Let Talk Home Made Sauce

K

kcquer

Guest
BigMista and others have brought up sauce making recently. I thought it should have its own thread.

I've been a sauce mod guy. Buy some cheap marginal sauce, put some stuff in to fine tune it to my tastes. I've tried a few scratch recipes and hated all of them.

What do you use for a base for a tomato sauce? Tomato sauce, paste, puree? Mine always seems too cooked by the time its not too thin.

Sauce makers help us wannabes out a little.
 
Bigmista had some great sauce he made this weekend. Share that recipe.
 
I usually fix up cheap sauces myself but I got a bug up my butt about making some from scratch so I got busy in the kitchen. The trick to making a tomato based sauce is getting rid of the tomato taste. Sounds crazy but it's true. It's impossible for me to give quantities because I never measure anything but here is a list of ingredients I used.

Ketchup
Worchestershire Sauce
Hot Sauce(Trappey's or Louisiana works fine)
Salt
Black Pepper
Cayenne or other red pepper
Garlic Powder
Onion Powder
Lemon Juice
Cinnamon
Allspice
Brown Sugar
Some type of syrup (Maple is readily available and works great.)

Put al of the ingredients in a pot. Heat till it bubbles. Turn the fire down and simmer about 30 minutes. Slather it on some meat and eat!

Mista
 
KC ya gotta use ketchup.

I make my own and have had some pretty good batches. My next step is taking the ketchup out and using the raw ketchup ingredients. Someone told me that if you market a sauce you need to go down to all ingredients, otherwise the cost of the ketchup will kill ya. So, that is my next venture. I hope to get it all down and perfect before the fall bash.

I currently make a sweet and smokey, have not tried to heat it up yet.
 
KC ya gotta use ketchup.
Sounds like a logical intermediate step between sauce mod and complete scratch. I'll give that a try. Like I need to be makin' any sauce. I have 6 open bottles in the frig and 5 I have never tried in the pantry, including a apple cinnamon sauce and a honey habanero I picked up on the road trip last week.

I'm hopin' ckkphoto will ante up on this too.
 
Check out what a gallon can of tomato sauce is at Sam's or Costco. Something like a couple bucks I think. Then build from that. Keep a log if you want systematically to improve.

▶ _SET PROBLEM 1_
In the forum thread on homemade sauce, how long does the sauce simmer once the fire is turned down?
The forum thread on homemade sauce has no connection to the records that come after it.

▶ _Object location annotation records_
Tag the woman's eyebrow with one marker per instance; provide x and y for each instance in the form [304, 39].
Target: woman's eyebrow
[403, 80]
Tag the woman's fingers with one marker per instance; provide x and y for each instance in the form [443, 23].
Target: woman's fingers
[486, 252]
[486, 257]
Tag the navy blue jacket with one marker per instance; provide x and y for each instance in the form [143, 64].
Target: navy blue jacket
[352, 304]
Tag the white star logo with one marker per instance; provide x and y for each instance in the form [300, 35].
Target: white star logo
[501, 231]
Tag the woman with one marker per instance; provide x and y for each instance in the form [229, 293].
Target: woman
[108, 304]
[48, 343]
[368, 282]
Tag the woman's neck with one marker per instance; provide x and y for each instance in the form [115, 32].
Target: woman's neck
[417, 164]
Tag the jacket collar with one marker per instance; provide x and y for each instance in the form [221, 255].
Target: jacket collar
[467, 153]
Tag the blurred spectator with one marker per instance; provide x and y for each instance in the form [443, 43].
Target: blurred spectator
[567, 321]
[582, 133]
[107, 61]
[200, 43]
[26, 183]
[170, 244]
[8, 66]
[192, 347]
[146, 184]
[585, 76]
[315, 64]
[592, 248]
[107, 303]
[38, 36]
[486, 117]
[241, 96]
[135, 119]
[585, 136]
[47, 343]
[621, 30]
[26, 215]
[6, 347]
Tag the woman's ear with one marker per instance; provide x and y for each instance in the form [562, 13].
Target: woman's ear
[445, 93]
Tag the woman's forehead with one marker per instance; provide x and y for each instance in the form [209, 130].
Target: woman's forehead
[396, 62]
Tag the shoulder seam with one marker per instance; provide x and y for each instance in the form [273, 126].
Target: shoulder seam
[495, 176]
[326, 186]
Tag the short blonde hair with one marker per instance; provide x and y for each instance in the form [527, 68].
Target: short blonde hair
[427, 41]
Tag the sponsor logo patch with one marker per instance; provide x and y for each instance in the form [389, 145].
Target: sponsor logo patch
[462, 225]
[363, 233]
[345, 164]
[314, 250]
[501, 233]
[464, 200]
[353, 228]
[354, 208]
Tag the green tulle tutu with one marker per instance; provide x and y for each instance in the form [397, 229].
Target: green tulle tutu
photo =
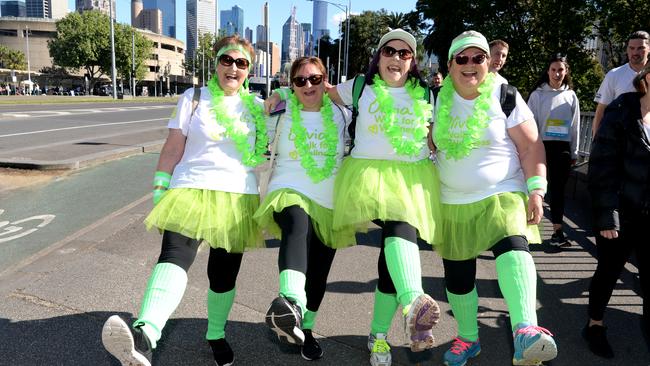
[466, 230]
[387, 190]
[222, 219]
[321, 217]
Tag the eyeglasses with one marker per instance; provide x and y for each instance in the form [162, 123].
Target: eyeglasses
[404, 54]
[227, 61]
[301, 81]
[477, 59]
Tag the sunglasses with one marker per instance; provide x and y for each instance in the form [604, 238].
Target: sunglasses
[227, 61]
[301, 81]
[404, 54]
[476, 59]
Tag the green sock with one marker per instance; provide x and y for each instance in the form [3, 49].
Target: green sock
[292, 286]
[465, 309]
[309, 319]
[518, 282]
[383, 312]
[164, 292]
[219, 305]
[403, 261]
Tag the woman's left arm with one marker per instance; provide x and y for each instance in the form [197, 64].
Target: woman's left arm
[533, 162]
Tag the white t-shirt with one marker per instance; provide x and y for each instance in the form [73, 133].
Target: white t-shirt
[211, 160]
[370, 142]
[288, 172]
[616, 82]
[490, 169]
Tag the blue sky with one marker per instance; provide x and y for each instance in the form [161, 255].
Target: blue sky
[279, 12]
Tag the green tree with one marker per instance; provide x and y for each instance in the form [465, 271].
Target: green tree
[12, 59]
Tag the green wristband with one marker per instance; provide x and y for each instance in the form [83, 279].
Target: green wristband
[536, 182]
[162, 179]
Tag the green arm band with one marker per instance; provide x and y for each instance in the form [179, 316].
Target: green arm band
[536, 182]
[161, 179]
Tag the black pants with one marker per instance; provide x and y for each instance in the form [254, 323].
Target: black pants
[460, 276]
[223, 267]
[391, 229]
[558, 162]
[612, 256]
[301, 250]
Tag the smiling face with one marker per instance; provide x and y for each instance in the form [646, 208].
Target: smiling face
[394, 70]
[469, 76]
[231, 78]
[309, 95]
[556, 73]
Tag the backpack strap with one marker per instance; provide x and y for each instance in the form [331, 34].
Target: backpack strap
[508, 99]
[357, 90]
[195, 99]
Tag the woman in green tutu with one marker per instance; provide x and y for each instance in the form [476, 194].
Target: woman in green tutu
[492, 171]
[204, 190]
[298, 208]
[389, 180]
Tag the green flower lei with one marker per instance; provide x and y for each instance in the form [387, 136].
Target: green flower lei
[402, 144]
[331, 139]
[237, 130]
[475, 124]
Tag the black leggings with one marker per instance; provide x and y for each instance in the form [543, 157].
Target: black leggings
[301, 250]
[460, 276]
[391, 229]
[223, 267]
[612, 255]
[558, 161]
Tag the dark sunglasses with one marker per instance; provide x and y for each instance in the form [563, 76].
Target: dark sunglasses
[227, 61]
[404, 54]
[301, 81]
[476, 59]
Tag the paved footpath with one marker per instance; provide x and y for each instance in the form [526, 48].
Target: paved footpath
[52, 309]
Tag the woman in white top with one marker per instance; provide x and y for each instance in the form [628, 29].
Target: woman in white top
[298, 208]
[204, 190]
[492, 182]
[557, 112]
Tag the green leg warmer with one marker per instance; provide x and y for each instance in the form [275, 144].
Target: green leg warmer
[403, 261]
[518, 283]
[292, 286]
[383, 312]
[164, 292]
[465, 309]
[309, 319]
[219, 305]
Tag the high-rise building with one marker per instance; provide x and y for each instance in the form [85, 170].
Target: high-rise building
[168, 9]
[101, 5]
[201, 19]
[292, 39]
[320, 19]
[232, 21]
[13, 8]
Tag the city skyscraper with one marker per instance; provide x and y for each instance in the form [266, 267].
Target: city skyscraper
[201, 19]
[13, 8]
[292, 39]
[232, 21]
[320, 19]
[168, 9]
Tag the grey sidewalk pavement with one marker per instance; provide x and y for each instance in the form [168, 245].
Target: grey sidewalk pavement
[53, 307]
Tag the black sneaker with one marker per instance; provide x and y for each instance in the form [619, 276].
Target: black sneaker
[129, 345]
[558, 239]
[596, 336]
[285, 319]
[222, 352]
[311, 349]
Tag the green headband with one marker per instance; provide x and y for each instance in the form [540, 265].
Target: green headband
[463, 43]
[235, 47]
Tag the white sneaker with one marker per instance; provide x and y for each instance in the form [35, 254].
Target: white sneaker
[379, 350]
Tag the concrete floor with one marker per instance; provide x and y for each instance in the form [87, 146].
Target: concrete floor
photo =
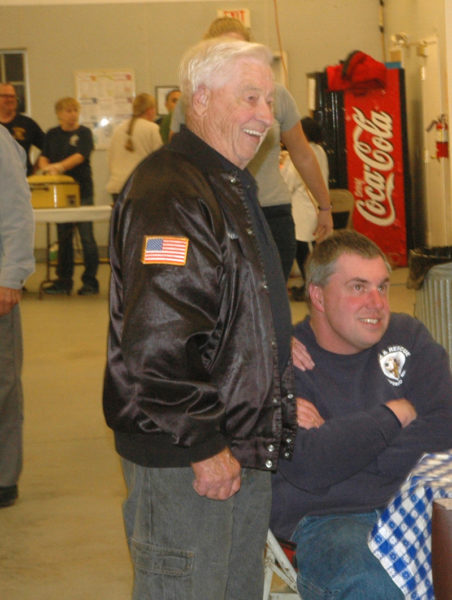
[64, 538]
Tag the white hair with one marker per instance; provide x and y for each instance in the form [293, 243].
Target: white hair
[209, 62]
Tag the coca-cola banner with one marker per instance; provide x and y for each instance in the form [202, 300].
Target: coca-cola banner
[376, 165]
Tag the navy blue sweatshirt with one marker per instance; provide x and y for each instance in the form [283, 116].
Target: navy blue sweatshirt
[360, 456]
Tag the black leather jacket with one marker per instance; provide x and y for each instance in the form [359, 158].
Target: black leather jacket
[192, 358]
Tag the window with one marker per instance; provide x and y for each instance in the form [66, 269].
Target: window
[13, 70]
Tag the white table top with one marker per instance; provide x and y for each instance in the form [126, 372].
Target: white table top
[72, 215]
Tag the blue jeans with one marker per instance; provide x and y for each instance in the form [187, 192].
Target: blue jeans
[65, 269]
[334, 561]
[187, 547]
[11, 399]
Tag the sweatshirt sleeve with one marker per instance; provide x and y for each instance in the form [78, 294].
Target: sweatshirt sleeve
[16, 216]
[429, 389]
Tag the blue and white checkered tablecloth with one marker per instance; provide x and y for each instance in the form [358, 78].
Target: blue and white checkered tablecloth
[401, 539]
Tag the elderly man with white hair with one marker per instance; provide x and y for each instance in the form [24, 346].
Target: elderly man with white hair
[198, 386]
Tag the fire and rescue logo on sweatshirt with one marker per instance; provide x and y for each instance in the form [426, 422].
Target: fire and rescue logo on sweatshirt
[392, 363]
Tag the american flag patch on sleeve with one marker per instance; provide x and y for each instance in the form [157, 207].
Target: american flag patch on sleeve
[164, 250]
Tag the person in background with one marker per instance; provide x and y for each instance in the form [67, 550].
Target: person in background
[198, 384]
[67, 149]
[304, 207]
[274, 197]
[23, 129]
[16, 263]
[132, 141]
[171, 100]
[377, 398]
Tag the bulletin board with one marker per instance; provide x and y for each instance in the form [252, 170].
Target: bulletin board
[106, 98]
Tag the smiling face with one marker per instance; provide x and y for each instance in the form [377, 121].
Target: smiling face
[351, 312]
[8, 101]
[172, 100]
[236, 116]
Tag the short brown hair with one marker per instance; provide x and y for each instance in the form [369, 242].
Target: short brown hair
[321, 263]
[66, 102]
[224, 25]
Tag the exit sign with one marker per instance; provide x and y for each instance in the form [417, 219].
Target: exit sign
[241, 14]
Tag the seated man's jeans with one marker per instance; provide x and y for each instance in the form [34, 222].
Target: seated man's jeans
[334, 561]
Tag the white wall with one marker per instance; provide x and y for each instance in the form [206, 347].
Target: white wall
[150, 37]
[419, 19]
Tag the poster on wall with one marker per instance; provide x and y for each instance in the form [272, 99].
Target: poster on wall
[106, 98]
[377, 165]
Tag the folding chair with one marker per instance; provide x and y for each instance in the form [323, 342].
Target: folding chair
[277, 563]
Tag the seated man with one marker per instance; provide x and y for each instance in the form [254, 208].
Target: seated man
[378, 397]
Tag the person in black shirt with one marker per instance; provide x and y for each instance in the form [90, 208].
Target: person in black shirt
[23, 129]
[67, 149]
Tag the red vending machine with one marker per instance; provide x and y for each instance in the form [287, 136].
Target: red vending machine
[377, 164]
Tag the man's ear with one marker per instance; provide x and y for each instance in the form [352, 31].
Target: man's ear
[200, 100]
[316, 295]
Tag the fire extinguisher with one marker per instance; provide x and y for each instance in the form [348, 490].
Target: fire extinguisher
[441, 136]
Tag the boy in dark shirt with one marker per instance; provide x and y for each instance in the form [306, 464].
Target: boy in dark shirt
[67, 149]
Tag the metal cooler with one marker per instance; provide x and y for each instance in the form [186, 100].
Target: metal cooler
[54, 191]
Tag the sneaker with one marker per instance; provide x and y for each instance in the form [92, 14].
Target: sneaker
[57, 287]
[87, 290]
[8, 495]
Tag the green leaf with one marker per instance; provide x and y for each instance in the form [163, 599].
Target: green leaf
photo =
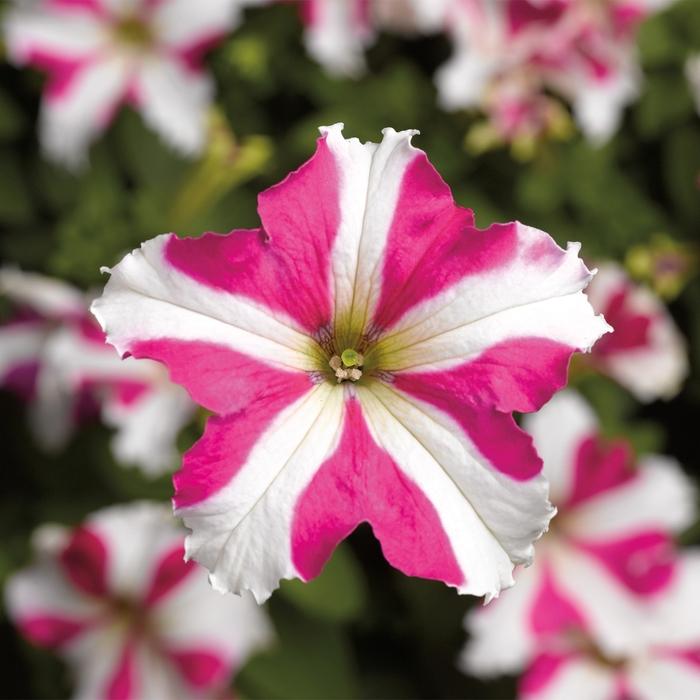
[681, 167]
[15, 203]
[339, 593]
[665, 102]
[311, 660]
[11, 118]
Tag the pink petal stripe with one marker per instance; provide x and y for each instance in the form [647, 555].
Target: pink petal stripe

▶ _SET PROBLEM 2_
Report every line of the records that contains the string "extinguisher".

▶ _EXERCISE OUTPUT 1_
About 30 minutes.

▶ _EXERCISE OUTPUT 2_
Tag the fire extinguisher with one marker per instance; provide x and y for each instance in the form [348, 490].
Target: fire extinguisher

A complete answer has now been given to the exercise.